***** The records
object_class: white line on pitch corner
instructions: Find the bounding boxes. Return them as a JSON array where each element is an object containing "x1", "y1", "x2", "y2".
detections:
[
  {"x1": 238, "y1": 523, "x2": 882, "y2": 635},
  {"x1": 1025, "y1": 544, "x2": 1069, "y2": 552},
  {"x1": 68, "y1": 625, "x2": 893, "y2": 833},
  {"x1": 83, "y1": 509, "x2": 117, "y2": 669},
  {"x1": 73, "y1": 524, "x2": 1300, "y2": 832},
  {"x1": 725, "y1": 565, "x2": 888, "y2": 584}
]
**********
What is required —
Output all of the data without altering a single line.

Your response —
object_class: white line on pitch corner
instructions: Find the bounding boxes. Return them as a JSON array where each element is an object containing "x1", "y1", "x2", "y2".
detections:
[
  {"x1": 238, "y1": 523, "x2": 882, "y2": 635},
  {"x1": 1025, "y1": 544, "x2": 1069, "y2": 552},
  {"x1": 68, "y1": 625, "x2": 893, "y2": 833},
  {"x1": 83, "y1": 509, "x2": 117, "y2": 669},
  {"x1": 73, "y1": 524, "x2": 1300, "y2": 832},
  {"x1": 725, "y1": 565, "x2": 888, "y2": 584}
]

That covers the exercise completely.